**ESTRATTO FORNITO:**
-------------------------

Le Mostre del 2013

Immagine mostra
El tiempo es la sustancia
Opere di Ennio Calabria

LA MOSTRA DEL MAESTRO ENNIO CALABRIA

FRA GLI EVENTI DEL MAGGIO POTENTINO 2013

Domenica 19 maggio, alle ore 18.30, negli spazi potentini della Galleria Idearte, al n. 75 di Via Londra, sarà inaugurata la mostra :

 El tiempo es la sustancia – Opere di Ennio Calabria.

Il vernissage, alla presenza esclusiva dell'artista, prevede l'intervento del critico d'arte Rino Cardone, che ha curato il testo di presentazione in catalogo, e la partecipazione del Sindaco della città di Potenza, Vito Santarsiero, che introdurrà la mostra quale evento facente parte della programmazione del Maggio Potentino 2013.

L’esposizione raccoglie una significativa selezione di ventotto opere, tra tele e pastelli, di recente produzione del Maestro Ennio Calabria considerato uno dei più rappresentativi artisti internazionali contemporanei.

La mostra, a cura di Grazia Lo Re e Pino Nicoletti, sarà visitabile tutti i giorni nei seguenti orari: 11.00 –13.00/17.30 – 20.30, fino al 19 giugno prossimo.


 

EL TIEMPO ES LA SUSTANCIA

Opere di Ennio Calabria



 

Il tempo è la sostanza di cui sono fatto.
Il tempo è un fiume che mi trascina, ma io sono il fiume;
è una tigre che mi divora, ma io sono la tigre;
è un fuoco che mi consuma, ma io sono il fuoco”.
Jorge Luis Borges, Nueva refutacìon del tiempo, in Otras inquisiciones, 1960



 



 

L’impegno civile, etico e morale dei grandi “testimoni” del nostro tempo (primi tra tutti gli artisti impegnati e gli intellettuali militanti, come Ennio Calabria) si fonda, oltre che sulle dinamiche evolutive della società e sull’enfasi della verità (per usare le parole di Cicerone) anche sulla forza, articolata e complessa, della forma e della sostanza, con cui si esprime il messaggio creativo e con cui si mette a nudo la realtà, usando gli strumenti della semantica (per esprimere i contenuti di un’idea) e dell’estetica (per formulare la comunicazione di una proposta).

E ognuna di queste realtà (verità, forma e sostanza) fa capo su ciò che il filosofo cileno Humberto Maturana definì come il potere autopoietico dei processi intellettivi: della conoscenza e della comprensione, dell’apprendimento e del sapere. La forza intellettuale, in questione, consiste in una sorta di dimensione palingenetica (rigenerante e rigenerativa) che non si esaurisce mai. E che è stata esplorata, al massimo grado, in tanti anni di attività artistica, da Ennio Calabria.

Ciò che lui cerca, attraverso la sua arte, è in buona sostanza la conformazione esatta di quell’energia vitale che si genera dalle zone più profonde del senso dell’essere (corrispondente con le dinamiche della filosofia) che una volta giunte a ridosso, attraverso l’elaborazione del “pensiero liquido” (nella definizione che ne da’ il sociologo polacco, Zygmunt Bauman) delle aree della fantasia e della creatività, dell’immaginazione e dell’utopia, si “contaminano” con gli spazi soprasensibili della mente, che sono assai vicini alla logica del trascendente e che sono altresì: sia espressione dello spirito umano e sia, anche, manifestazioni percepibili dell’anima razionale dell’individuo.

-------------------------

**DATI GREZZI:**
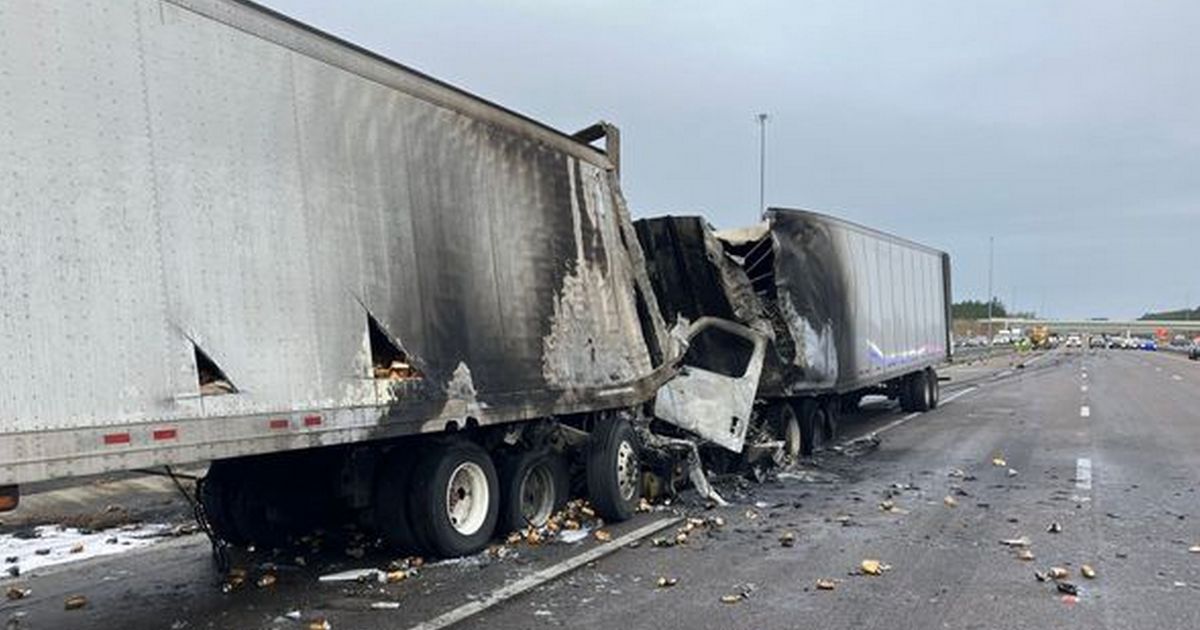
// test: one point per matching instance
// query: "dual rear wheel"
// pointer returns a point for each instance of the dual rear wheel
(454, 498)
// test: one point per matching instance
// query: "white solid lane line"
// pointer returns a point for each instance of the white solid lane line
(540, 577)
(1084, 473)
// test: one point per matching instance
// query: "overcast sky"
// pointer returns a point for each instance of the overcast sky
(1068, 131)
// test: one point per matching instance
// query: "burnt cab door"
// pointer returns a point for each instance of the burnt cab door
(713, 393)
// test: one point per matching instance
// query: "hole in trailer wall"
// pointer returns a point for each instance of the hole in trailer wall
(210, 378)
(388, 360)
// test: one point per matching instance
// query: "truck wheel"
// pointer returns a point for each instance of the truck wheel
(905, 394)
(390, 504)
(919, 391)
(455, 501)
(829, 429)
(935, 388)
(215, 493)
(615, 471)
(534, 484)
(813, 423)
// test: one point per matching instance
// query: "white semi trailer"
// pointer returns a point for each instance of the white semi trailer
(354, 289)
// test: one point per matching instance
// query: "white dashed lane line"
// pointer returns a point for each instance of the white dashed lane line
(1084, 473)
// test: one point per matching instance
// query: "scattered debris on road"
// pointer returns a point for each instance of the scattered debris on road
(871, 567)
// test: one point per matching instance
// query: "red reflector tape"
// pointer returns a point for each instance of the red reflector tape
(117, 438)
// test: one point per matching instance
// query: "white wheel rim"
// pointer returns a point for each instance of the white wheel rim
(627, 471)
(537, 496)
(467, 498)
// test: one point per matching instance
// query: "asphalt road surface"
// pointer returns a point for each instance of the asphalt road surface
(1103, 443)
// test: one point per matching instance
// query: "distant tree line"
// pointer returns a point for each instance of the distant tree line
(978, 310)
(1177, 315)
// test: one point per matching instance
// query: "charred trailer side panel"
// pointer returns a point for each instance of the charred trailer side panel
(227, 234)
(859, 306)
(845, 306)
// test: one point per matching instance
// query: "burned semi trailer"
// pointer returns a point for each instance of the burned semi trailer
(353, 288)
(846, 310)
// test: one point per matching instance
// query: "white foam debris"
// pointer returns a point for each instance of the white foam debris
(57, 545)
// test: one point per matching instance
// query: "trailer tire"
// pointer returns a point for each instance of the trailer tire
(904, 389)
(785, 426)
(919, 389)
(813, 426)
(534, 484)
(390, 504)
(829, 427)
(935, 388)
(455, 501)
(615, 484)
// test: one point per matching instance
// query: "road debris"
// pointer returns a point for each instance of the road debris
(870, 567)
(353, 575)
(1067, 588)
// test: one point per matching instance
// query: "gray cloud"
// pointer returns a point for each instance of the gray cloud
(1069, 131)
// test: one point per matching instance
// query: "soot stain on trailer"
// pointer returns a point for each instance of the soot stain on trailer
(811, 288)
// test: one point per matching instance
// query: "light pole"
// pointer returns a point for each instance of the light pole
(762, 163)
(991, 245)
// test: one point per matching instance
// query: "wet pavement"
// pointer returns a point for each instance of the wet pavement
(1011, 453)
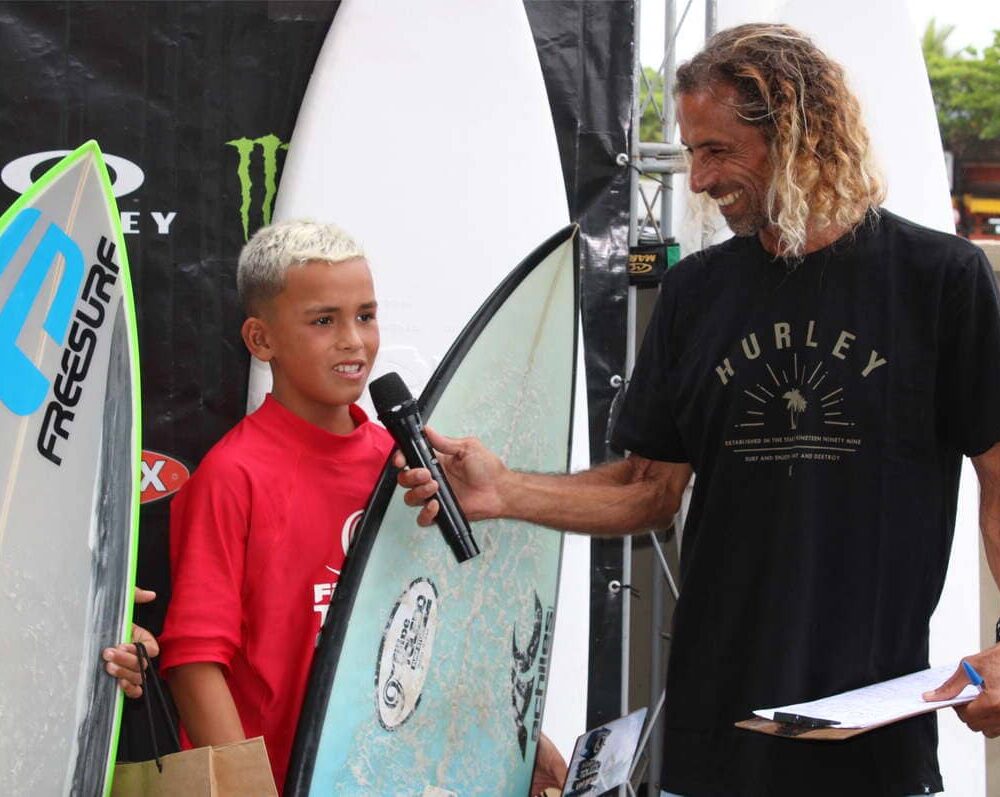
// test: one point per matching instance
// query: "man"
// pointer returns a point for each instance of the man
(822, 372)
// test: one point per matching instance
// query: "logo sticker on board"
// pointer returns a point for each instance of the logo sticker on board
(404, 655)
(162, 476)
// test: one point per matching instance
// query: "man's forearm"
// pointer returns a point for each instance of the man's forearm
(623, 497)
(205, 704)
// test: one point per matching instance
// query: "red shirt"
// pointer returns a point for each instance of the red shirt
(257, 541)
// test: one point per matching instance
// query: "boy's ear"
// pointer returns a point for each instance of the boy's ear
(255, 336)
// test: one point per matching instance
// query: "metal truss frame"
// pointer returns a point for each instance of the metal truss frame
(653, 165)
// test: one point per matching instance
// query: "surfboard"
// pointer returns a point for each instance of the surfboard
(431, 674)
(69, 476)
(885, 69)
(426, 129)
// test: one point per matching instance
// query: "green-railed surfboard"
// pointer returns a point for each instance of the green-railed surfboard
(431, 675)
(69, 478)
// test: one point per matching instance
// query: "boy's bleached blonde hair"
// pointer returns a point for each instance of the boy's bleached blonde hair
(272, 250)
(823, 168)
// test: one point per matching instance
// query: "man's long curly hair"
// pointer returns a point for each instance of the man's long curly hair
(823, 169)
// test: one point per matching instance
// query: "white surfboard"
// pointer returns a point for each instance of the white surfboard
(885, 68)
(69, 478)
(426, 132)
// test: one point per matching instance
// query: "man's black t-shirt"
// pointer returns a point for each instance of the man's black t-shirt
(825, 410)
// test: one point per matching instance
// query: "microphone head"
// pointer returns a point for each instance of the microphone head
(389, 391)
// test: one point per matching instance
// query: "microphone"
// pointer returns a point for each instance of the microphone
(399, 413)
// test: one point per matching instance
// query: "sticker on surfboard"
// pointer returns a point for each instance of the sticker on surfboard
(69, 476)
(485, 645)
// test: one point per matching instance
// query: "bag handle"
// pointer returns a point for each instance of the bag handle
(146, 666)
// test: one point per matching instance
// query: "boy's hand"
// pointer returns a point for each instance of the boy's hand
(122, 662)
(550, 768)
(477, 476)
(983, 713)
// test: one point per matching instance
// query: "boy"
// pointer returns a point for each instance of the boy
(258, 535)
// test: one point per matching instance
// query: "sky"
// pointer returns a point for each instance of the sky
(974, 21)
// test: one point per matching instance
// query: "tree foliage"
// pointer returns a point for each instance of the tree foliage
(966, 88)
(650, 126)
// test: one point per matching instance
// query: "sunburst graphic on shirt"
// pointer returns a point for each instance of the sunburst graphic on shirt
(795, 411)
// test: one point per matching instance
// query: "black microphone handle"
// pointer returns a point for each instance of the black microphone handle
(418, 454)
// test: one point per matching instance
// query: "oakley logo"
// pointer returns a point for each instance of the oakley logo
(24, 387)
(16, 175)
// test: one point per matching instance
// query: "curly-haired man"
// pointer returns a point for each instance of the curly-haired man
(822, 373)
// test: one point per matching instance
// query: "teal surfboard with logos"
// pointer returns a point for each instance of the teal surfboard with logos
(430, 674)
(69, 478)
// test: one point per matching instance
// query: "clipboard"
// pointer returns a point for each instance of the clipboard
(848, 714)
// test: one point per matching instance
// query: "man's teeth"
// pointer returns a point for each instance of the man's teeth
(728, 199)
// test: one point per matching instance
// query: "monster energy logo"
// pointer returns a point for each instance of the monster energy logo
(269, 147)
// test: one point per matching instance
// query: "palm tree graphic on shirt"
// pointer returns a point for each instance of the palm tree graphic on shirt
(796, 406)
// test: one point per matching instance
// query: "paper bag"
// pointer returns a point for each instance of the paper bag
(238, 768)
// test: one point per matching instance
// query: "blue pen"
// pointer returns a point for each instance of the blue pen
(974, 678)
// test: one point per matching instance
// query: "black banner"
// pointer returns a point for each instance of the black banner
(194, 103)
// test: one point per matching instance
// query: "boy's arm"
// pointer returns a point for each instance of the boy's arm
(205, 704)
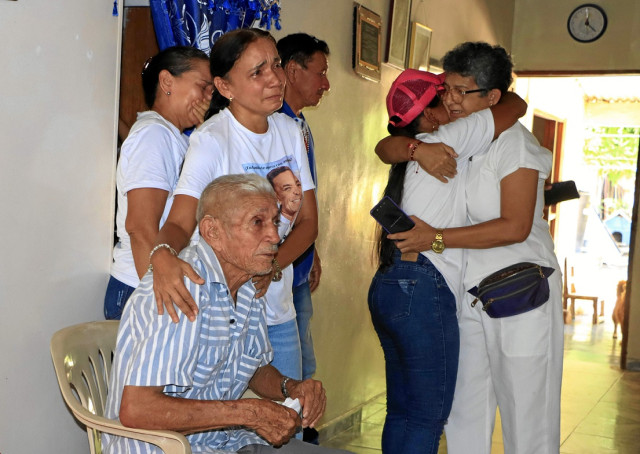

-------------------------

**COSA PRODURRE:** Secondo l'estratto fornito, quante opere raccoglie la mostra di Ennio Calabria e di che tipo sono?

**RISPOSTA:** La mostra raccoglie ventotto opere di recente produzione, tra tele e pastelli.